Region pointing data:

+-------+

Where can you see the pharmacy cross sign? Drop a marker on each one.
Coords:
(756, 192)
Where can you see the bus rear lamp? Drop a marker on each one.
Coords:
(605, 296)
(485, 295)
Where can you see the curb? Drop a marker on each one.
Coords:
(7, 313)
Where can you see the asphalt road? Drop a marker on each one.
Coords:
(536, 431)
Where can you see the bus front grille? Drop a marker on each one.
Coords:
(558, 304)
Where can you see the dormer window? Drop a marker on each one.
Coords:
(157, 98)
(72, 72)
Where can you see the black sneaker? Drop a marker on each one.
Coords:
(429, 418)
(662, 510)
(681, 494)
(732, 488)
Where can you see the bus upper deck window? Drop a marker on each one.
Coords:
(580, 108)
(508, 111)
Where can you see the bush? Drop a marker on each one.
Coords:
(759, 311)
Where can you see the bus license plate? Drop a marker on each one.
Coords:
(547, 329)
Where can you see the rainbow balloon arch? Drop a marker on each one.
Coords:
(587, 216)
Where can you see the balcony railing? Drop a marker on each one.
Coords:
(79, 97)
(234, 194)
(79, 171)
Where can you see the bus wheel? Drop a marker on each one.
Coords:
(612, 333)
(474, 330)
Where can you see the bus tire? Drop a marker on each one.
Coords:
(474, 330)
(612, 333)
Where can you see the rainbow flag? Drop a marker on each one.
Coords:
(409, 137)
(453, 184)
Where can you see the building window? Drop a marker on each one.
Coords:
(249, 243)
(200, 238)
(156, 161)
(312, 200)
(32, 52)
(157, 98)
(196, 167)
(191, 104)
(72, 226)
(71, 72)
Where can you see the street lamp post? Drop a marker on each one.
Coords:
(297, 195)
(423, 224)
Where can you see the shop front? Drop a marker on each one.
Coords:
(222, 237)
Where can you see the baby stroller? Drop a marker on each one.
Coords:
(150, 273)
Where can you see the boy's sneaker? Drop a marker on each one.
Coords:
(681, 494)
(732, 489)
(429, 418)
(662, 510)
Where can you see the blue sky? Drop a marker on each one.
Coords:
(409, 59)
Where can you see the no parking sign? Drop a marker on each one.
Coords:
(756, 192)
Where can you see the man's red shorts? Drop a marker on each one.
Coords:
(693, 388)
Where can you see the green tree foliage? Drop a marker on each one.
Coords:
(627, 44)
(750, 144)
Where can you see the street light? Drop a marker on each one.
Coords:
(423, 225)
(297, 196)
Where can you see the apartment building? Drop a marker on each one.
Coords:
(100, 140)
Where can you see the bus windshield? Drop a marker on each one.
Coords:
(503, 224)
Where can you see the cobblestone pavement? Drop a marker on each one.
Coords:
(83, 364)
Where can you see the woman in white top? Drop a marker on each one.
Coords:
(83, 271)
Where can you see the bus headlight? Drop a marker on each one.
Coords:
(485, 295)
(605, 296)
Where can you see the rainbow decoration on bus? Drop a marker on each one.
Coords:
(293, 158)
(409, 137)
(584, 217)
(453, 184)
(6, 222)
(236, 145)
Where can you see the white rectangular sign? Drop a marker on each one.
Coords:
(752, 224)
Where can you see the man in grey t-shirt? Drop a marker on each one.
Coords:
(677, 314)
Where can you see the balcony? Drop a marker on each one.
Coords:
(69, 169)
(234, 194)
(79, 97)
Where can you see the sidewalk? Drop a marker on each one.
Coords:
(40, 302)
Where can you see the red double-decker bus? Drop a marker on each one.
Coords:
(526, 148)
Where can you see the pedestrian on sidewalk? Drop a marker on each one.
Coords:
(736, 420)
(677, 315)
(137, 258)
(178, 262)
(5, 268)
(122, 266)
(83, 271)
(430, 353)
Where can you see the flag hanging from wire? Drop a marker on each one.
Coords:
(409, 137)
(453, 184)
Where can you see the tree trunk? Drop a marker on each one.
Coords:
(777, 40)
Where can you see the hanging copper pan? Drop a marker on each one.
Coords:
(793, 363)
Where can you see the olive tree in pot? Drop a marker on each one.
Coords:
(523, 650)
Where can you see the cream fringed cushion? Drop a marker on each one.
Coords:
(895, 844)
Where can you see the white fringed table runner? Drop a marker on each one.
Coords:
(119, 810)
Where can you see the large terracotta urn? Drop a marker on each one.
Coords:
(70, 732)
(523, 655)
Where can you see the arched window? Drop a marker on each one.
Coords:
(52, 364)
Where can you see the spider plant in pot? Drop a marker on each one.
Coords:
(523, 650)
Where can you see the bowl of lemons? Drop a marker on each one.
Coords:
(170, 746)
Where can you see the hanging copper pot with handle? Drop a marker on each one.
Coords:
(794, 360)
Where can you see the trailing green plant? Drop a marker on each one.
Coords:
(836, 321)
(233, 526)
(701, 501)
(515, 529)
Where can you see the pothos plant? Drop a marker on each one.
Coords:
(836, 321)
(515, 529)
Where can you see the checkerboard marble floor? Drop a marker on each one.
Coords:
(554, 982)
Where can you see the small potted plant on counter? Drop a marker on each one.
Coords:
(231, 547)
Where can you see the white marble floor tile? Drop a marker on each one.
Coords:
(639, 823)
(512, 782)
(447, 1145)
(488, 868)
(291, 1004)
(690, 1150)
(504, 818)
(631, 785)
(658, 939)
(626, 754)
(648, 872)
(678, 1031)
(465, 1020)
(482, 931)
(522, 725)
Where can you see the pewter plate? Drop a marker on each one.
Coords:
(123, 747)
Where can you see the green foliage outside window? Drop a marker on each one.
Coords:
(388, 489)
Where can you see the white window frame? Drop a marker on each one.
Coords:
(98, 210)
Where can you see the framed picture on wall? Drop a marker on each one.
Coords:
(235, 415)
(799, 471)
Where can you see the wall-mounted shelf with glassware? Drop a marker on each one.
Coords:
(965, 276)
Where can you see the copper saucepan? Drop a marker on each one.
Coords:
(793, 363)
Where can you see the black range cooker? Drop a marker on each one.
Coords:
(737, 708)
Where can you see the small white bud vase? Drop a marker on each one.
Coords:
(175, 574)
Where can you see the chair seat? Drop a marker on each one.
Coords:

+-------+

Required work :: From the data above, count the lines that contain "plant" and write only that count.

Output of the task :: 4